### EXERCISE PASSAGE

- Opening Delimiter -

We used region‐of‐interest approach to validate the above findings and further explore the between‐network interactions. The significant clusters obtained above were used as ROIs, and their mean time‐series were extracted. Functional connectivity among the ROIs was measured by Pearson's correlation coefficients (Fisher‐Z transformed). These functional connectivity metrics were compared between groups and correlated with clinical and cognitive measures.

RESULTS

Demographic, clinical, and cognitive characteristics

Demographic data did not differ in age, gender, or education years among AH−, AH+ patients and healthy participants. For clinical assessments, AH− and AH+ groups showed no significant difference in BPRS total score, score of positive symptoms of BPRS, and score of SANS. The HC group displayed significantly higher performance than both AH− and AH+ groups in all domains of MCCB except social cognition, which exhibited no group difference (see Table S1). The two patient groups displayed no significant difference in cognitive assessments. The demographic and clinical characteristics of participants enrolled in the final analysis are presented in Table 1.

- Closing Delimiter -

### EXERCISE REQUIREMENTS
Copy the study text starting at "Demographic data did" and ending at "in Table 1.", replacing "healthy participants" with "control subjects". The material that follows has no connection to the study text.

### DATA UNDER STUDY
- Opening Delimiter -

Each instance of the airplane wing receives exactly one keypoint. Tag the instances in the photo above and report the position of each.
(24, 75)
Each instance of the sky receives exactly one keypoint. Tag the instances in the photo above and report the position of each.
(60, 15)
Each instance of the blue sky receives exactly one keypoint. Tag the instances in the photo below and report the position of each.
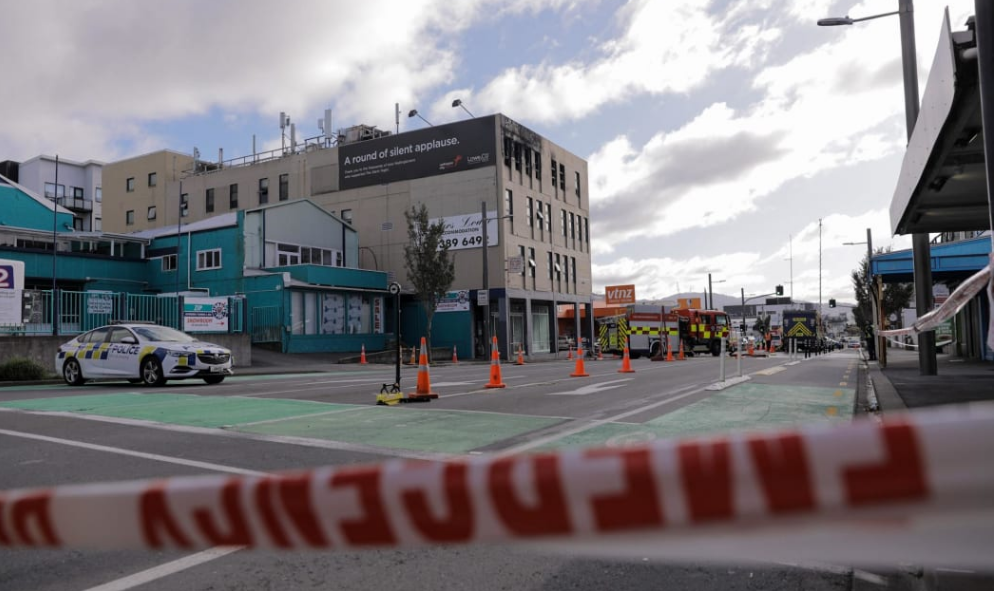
(717, 133)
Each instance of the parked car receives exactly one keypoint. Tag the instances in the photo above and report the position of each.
(141, 353)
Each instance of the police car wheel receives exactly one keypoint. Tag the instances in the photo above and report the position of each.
(152, 372)
(72, 374)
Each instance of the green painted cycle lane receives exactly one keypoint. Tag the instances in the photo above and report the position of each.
(745, 406)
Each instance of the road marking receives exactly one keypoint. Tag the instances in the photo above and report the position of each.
(167, 569)
(136, 454)
(679, 394)
(591, 389)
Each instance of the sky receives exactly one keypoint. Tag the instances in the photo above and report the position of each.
(733, 140)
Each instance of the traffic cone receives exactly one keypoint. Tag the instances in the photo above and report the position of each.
(495, 377)
(580, 363)
(422, 389)
(626, 362)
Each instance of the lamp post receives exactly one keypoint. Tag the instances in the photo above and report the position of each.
(460, 103)
(923, 296)
(415, 113)
(874, 316)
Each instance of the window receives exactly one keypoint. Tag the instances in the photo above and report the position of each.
(209, 259)
(264, 191)
(283, 187)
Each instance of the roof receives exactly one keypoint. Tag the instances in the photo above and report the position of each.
(943, 180)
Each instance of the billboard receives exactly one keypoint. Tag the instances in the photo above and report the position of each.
(442, 149)
(620, 294)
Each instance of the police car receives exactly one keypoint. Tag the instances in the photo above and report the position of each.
(141, 353)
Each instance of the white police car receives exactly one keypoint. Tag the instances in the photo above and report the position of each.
(146, 353)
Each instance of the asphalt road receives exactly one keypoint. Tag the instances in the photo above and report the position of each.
(53, 435)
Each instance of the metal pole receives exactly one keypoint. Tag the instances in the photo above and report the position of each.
(55, 249)
(484, 274)
(923, 296)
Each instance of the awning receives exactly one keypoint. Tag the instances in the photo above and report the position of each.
(943, 185)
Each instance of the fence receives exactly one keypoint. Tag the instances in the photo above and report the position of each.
(76, 312)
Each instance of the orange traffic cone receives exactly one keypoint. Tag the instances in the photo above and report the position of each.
(626, 362)
(580, 363)
(495, 377)
(422, 390)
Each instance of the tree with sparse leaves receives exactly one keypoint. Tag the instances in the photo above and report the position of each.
(896, 296)
(428, 263)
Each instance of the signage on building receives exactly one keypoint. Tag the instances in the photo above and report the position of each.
(432, 151)
(455, 301)
(620, 294)
(205, 314)
(11, 289)
(464, 231)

- Closing Delimiter -

### FINAL ANSWER
Demographic data did not differ in age, gender, or education years among AH−, AH+ patients and control subjects. For clinical assessments, AH− and AH+ groups showed no significant difference in BPRS total score, score of positive symptoms of BPRS, and score of SANS. The HC group displayed significantly higher performance than both AH− and AH+ groups in all domains of MCCB except social cognition, which exhibited no group difference (see Table S1). The two patient groups displayed no significant difference in cognitive assessments. The demographic and clinical characteristics of participants enrolled in the final analysis are presented in Table 1.